Text under study:
+ + + +

Water-borne diseases continue to haunt the lives of the people in this modern age despite all the tall claims of the government, as on Saturday Cholera outbreak in Balochistan’s Barkhan district claimed three more lives including two children and a woman.
Cholera has affected at least 40 people including women and children, Deputy Commissioner Bakhan Abdullah Khoso told The Express Tribune.
He said that the outbreak occurred in Union Council Vatakri.
“We have dispatched a medical team to the affected area,” Khoso said, adding that a free medical camp was established in the village where 40 affected people from 15 families were provided medical treatment.
On the contrary, local residents said that the government’s response was very slow and inadequate. They said that there was only a basic health unit (BHU) in the union council which lacked even basic health facilities so people had nowhere to go.
“We took the infected children and woman to the BHU where they died due to lack of medicines and qualified staff,” maintained a local elder, adding that they could not even voice their concern for the fear of the district officials.
“They died due to lack of treatment,” he told The Express Tribune.
He said the health department and district administration had taken no effective steps to ensure the timely medical treatment to the affected people in the union council.
There is no water supply scheme in the area and people are forced to use contaminated water which often causes disease.
Most of the people in Barkhan are deprived of clean drinking water and other basic facilities. The provincial government has made repeated claims about the provision of all basic facilities to the people in the far-flung districts, but public hospitals and basic health units paint a totally different picture.
Deputy Commissioner Abdullah Khoso, however, stated that all patients have been discharged and the situation is under control.
People have been shifted to Dera Ghazi Khan hospital in adjacent Punjab due to lack of health facilities in the district where their condition is stated to be stable now as per the official claims.
It may be recalled that at least four people died and hundreds infected in the mountainous Pir Koh village in Dera Bugti in May as per the official claims. Locals claimed that at least 20 lost their lives in the pandemic.
The village was supplied water from dozens of kilometers away from a natural stream whose ponds were never ever cleaned and the water line was also laid down 35 years ago.
Published in The Express Tribune, June 19th, 2022.

+ + + +

Work instructions:
- a) In the cholera report, write out the passage starting at "Water-borne diseases continue" and ending at "and a woman.", replacing "Saturday" with "Sunday".
- b) Translate this sentence from the cholera report into Spanish: "There is no water supply scheme in the area and people are forced to use contaminated water which often causes disease."

+ + + +

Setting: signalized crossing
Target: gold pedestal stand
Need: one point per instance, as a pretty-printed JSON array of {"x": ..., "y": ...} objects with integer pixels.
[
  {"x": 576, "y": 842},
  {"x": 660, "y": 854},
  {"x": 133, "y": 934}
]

+ + + +

Exercise solutions:
- a)
Water-borne diseases continue to haunt the lives of the people in this modern age despite all the tall claims of the government, as on Sunday Cholera outbreak in Balochistan’s Barkhan district claimed three more lives including two children and a woman.

- b) No hay ningún sistema de abastecimiento de agua en la zona y la gente se ve obligada a usar agua contaminada, que a menudo causa enfermedades.